**GIVEN ENTRIES**
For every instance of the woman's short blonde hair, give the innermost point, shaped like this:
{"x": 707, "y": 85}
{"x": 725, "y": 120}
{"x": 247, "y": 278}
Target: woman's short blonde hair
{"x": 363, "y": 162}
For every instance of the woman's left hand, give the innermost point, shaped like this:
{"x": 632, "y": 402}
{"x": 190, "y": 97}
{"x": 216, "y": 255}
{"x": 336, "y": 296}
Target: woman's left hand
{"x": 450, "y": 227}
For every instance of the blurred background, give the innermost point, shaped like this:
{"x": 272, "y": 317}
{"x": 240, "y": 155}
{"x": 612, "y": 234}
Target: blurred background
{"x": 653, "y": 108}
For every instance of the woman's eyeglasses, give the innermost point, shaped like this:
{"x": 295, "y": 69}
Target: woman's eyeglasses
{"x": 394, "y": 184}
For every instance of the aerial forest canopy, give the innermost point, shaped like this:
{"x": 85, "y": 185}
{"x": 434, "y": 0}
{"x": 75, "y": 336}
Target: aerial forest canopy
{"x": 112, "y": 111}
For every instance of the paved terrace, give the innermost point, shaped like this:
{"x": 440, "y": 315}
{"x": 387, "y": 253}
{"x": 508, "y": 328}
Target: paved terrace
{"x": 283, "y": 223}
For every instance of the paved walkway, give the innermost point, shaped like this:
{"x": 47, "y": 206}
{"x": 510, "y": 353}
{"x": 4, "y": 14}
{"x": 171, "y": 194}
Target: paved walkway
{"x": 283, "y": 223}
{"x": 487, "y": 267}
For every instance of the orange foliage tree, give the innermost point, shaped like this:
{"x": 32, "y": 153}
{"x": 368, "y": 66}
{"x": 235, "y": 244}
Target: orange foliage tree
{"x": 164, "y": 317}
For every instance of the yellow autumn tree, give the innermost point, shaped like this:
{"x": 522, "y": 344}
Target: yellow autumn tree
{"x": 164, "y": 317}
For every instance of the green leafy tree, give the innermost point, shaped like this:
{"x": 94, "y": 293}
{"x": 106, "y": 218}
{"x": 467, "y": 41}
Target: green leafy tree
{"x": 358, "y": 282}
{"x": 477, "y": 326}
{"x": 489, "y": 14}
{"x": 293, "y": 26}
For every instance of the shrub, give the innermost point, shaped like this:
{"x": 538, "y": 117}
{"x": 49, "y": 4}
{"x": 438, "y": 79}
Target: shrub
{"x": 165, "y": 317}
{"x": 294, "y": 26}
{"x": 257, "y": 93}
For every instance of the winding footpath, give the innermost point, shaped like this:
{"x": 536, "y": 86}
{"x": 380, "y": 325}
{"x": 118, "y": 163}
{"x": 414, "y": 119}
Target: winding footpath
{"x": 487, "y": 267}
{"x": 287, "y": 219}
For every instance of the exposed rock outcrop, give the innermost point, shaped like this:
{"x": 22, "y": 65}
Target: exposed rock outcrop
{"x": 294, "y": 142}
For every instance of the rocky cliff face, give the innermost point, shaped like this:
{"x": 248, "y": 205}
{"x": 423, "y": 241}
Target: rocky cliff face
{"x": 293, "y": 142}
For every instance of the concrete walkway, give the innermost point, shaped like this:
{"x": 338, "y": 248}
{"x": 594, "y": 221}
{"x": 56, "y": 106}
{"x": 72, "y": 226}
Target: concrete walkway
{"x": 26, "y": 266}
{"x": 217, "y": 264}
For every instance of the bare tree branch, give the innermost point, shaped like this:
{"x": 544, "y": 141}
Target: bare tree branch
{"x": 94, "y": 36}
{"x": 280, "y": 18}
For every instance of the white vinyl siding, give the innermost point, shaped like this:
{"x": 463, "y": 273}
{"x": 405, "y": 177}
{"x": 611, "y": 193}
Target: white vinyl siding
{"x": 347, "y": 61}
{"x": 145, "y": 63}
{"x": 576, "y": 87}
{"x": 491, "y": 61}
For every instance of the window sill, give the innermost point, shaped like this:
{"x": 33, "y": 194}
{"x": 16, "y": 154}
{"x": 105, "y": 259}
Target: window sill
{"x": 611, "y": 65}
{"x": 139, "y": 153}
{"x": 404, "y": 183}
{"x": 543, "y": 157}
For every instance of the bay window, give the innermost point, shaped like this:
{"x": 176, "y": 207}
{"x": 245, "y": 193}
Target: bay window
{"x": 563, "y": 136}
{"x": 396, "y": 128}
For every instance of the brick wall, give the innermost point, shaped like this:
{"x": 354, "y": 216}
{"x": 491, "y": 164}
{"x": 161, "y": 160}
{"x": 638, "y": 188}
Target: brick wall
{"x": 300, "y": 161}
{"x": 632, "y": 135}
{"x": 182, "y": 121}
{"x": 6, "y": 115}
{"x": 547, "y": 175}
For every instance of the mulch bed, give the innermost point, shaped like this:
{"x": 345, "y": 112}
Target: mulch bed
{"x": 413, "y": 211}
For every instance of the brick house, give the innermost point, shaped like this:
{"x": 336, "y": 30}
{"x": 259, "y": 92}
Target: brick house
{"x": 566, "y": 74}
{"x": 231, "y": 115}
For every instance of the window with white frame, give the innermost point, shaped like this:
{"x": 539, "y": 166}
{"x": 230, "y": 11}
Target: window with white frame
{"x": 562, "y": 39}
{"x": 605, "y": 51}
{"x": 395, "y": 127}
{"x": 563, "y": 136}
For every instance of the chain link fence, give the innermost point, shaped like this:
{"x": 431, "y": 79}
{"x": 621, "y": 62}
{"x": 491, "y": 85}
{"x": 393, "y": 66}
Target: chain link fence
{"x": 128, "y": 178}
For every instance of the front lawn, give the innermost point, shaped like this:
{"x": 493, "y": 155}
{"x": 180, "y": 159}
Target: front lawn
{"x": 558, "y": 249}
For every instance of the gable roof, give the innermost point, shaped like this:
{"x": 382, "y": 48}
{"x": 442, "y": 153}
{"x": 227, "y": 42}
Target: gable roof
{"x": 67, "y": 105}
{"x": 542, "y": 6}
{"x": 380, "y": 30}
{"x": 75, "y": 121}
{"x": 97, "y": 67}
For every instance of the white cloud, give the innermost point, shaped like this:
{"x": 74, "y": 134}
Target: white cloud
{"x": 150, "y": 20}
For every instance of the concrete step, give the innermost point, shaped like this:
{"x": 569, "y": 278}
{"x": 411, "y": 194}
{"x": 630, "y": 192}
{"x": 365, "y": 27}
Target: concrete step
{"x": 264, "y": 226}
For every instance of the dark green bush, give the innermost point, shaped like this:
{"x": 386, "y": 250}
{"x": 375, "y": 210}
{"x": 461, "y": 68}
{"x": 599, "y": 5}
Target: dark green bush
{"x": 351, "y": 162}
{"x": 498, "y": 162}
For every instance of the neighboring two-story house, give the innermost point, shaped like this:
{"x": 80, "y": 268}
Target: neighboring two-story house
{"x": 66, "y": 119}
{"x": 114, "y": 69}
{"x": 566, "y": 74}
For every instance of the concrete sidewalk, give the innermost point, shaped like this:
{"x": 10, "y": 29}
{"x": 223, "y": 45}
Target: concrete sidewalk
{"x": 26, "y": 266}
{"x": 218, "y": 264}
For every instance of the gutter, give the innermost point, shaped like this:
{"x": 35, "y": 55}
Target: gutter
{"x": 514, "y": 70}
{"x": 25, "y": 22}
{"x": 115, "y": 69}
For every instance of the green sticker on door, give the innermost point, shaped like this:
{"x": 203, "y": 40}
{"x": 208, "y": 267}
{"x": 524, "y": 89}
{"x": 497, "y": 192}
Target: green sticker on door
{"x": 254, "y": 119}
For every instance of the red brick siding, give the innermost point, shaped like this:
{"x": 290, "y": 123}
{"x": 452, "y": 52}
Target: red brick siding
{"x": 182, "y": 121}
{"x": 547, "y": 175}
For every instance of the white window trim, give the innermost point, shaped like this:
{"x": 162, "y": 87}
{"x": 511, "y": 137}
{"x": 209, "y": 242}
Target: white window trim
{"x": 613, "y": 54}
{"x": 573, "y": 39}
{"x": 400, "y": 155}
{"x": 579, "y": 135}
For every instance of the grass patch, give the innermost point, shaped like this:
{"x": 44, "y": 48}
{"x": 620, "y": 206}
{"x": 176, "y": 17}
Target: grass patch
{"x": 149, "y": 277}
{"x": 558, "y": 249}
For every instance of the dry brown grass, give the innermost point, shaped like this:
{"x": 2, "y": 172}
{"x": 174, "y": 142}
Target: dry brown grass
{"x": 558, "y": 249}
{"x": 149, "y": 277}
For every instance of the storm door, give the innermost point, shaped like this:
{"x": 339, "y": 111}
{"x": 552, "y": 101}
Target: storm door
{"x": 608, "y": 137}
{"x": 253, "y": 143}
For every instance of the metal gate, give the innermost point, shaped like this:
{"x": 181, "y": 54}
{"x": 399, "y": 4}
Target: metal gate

**TASK STATEMENT**
Filter the listing above, keeping only the lines with "gate".

**SOLVED PROBLEM**
For every instance of the metal gate, give the innermost point, shaped like this:
Target: metal gate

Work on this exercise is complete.